* [TASK DESCRIPTION]: Return each line of the data that follows exactly as it reads.

------------------------------------------------------------

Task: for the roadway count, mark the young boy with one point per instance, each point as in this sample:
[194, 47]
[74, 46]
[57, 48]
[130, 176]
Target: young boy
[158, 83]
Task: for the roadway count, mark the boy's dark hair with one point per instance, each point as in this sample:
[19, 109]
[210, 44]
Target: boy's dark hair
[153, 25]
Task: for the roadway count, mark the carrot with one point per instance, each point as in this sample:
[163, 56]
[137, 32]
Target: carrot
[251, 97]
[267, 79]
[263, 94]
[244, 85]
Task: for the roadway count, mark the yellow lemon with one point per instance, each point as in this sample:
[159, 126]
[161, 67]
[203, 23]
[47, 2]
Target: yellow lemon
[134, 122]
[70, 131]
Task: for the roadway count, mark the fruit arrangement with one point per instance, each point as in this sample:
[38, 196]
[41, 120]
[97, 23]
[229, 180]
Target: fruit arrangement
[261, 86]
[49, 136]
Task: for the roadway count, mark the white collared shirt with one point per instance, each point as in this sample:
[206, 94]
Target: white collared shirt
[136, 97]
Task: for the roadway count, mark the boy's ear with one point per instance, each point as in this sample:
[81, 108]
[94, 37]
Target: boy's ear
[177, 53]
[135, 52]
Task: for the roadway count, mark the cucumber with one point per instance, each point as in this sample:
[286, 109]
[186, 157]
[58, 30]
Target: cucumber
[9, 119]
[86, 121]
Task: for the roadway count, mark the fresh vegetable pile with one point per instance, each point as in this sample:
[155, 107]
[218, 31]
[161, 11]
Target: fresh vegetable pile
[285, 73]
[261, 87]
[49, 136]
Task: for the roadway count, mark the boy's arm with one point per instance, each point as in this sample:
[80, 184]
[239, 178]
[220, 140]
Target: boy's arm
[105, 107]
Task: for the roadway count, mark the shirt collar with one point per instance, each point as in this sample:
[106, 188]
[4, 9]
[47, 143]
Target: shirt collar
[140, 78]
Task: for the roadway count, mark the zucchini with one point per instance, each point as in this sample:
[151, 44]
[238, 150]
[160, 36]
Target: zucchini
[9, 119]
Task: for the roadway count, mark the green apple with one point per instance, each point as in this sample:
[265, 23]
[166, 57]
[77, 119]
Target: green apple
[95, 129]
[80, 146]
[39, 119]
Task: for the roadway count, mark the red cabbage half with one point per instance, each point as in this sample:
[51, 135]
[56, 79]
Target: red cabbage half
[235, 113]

------------------------------------------------------------

* [RESPONSE TO THE TASK]:
Task: for the roadway count, mark the young boy with one point per instance, each point as in this sample:
[194, 47]
[74, 46]
[57, 48]
[130, 176]
Target: young boy
[158, 83]
Task: for the roadway count, mark the boy's dark hair with one point per instance, each point as in this sample:
[19, 109]
[210, 44]
Target: boy's dark hair
[153, 25]
Task: for the roadway count, mark the carrot with one point per instance, each point as in this sample:
[163, 56]
[137, 32]
Target: carrot
[251, 97]
[267, 79]
[263, 94]
[244, 85]
Task: for the roadway count, mark the yellow lemon with one point per instance, each point as in this sample:
[159, 126]
[161, 67]
[203, 23]
[47, 2]
Target: yellow lemon
[134, 122]
[70, 131]
Task: for the roadway count, mark the fruit arrangement with one point per instance, each point as in this sample:
[38, 196]
[41, 120]
[97, 23]
[229, 180]
Target: fruit arrangement
[261, 86]
[49, 136]
Task: for the roadway count, mark the white collared shirt with one point per instance, each point as in this sample:
[206, 94]
Target: white collared shirt
[136, 97]
Task: for the roadway count, mark the boy's ear with one point per instance, each point as in this sample:
[81, 108]
[94, 37]
Target: boy's ear
[177, 53]
[135, 52]
Task: for the roadway count, mark the cucumber with one point per instance, each point as in this sample:
[286, 109]
[186, 157]
[58, 30]
Target: cucumber
[9, 119]
[86, 121]
Task: for the roadway count, mark the fresh vegetable pile with one point per instance, each point as in this sample:
[155, 107]
[218, 31]
[161, 11]
Target: fresh vegetable pile
[285, 73]
[261, 87]
[49, 136]
Task: for the roadway count, mark the boy's arm with one point per instance, each point as in this sample:
[80, 184]
[239, 178]
[220, 140]
Target: boy's arm
[105, 107]
Task: for the roadway count, mark the shirt collar with one point per instance, each point as in this sample:
[106, 188]
[4, 9]
[47, 143]
Target: shirt collar
[140, 78]
Task: for the roadway count, mark the zucchini with one point per instance, each point as in this sample:
[151, 44]
[238, 150]
[160, 36]
Target: zucchini
[9, 119]
Task: for the roadway count, mark the green apple with one point per instance, each point as in this sample:
[265, 23]
[166, 57]
[77, 119]
Target: green apple
[95, 129]
[80, 146]
[39, 119]
Task: for the roadway count, mark the red cabbage half with one point per instance, each point as in this sample:
[51, 135]
[56, 79]
Target: red cabbage half
[235, 113]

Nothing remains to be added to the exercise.